◆ **Source records**:
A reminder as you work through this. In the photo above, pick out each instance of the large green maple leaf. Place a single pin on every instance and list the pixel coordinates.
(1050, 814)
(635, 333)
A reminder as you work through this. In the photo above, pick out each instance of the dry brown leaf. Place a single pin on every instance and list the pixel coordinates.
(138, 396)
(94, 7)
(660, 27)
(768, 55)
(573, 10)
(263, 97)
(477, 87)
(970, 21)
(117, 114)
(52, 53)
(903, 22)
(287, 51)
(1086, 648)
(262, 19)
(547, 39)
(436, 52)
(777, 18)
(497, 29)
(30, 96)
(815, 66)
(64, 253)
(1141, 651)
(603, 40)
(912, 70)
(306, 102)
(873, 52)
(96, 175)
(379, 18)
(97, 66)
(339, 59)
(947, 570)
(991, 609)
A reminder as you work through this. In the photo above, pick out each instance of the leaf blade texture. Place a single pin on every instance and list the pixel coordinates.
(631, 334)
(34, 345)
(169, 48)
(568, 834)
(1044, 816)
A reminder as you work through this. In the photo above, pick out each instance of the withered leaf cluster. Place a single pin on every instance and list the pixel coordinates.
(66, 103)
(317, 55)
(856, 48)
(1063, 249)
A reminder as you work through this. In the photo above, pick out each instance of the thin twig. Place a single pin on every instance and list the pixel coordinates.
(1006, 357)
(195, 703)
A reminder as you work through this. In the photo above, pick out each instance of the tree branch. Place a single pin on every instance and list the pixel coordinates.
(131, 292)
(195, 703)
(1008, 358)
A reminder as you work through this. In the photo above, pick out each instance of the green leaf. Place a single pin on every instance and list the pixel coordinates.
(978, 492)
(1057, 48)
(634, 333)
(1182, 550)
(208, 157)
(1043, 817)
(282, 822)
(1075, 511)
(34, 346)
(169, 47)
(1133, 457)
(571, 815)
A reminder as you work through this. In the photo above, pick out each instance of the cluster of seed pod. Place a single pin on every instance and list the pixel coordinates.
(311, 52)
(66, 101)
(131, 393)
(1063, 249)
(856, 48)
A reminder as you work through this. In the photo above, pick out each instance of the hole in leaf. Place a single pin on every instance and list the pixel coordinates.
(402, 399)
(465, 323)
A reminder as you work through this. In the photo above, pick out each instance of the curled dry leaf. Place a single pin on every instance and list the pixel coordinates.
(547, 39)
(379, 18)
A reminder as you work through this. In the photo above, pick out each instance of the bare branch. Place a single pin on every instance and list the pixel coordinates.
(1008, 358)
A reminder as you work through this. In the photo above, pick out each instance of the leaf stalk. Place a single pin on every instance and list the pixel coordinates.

◆ **What the exercise asks**: Every record above needs to be repeated word for word.

◆ **Response to this task**:
A reminder as you work through this. In the photo above, pick out each instance of the large green maple leaf. Place a single pin on every instance and list the pixel coordinates.
(1050, 814)
(635, 333)
A reminder as you work through this. In the photo above, pick out each instance of the dry brown leaf. Place a single pin on every instance and list the pixel coordinates.
(138, 396)
(94, 7)
(660, 27)
(768, 55)
(573, 10)
(263, 97)
(477, 87)
(970, 21)
(117, 114)
(52, 53)
(903, 22)
(287, 51)
(1086, 648)
(262, 19)
(547, 39)
(436, 52)
(777, 18)
(497, 29)
(30, 96)
(815, 66)
(64, 253)
(1141, 651)
(603, 40)
(912, 70)
(306, 102)
(873, 52)
(96, 175)
(379, 18)
(97, 66)
(339, 59)
(947, 570)
(991, 609)
A reminder as you work through this. In the photo above, pick out each instance of the leaf blade texture. Place a single pin on every instance and list the pixel coordinates.
(631, 334)
(34, 345)
(169, 48)
(568, 834)
(1044, 816)
A reminder as you work through this. In the photo above, pick out each instance of the withered leaf cluster. Place a single pin on every instance and list the pixel coordinates.
(66, 103)
(317, 55)
(856, 48)
(1063, 249)
A reminder as you work through this. In the photo above, pick out each instance of the thin twig. Place a single pin on every instance and list the pixel coordinates.
(1006, 357)
(195, 703)
A reminder as you work through this. In the photo above, pick out each instance of the tree branch. Place a single pin on every instance and list the pixel coordinates.
(131, 292)
(195, 703)
(1008, 358)
A reminder as you work through this. In the photo above, pick out each instance of the green leaf. Place a single pin on every instance and list the pixel coordinates.
(978, 492)
(1057, 48)
(634, 333)
(1182, 550)
(208, 157)
(1043, 817)
(282, 822)
(1075, 511)
(34, 346)
(169, 47)
(1133, 457)
(571, 815)
A reminder as you work through this. In the photo above, pick out each instance of the cluster of seed pod. Place a single pin on every instance and list the pixel coordinates.
(311, 52)
(66, 101)
(131, 393)
(1063, 249)
(856, 48)
A reminder as you work through this. In the photo above, pick out each instance of the hole in leaf. Place a single pin on every instance and list the pixel coordinates.
(402, 399)
(465, 323)
A reminder as you work through this. In the photo above, pick out each instance of the curled dry leaf. Place a single pin on every instance and list the pixel coordinates.
(547, 39)
(379, 18)
A reminder as you work through this. In the photo above, pick out each instance of the bare branch. Place a single pin on every instance and list the pixel coordinates.
(1008, 358)
A reminder as you work through this. In the photo above, pick out each instance of the leaf stalk. Place a single pin on every instance and list the pixel coordinates.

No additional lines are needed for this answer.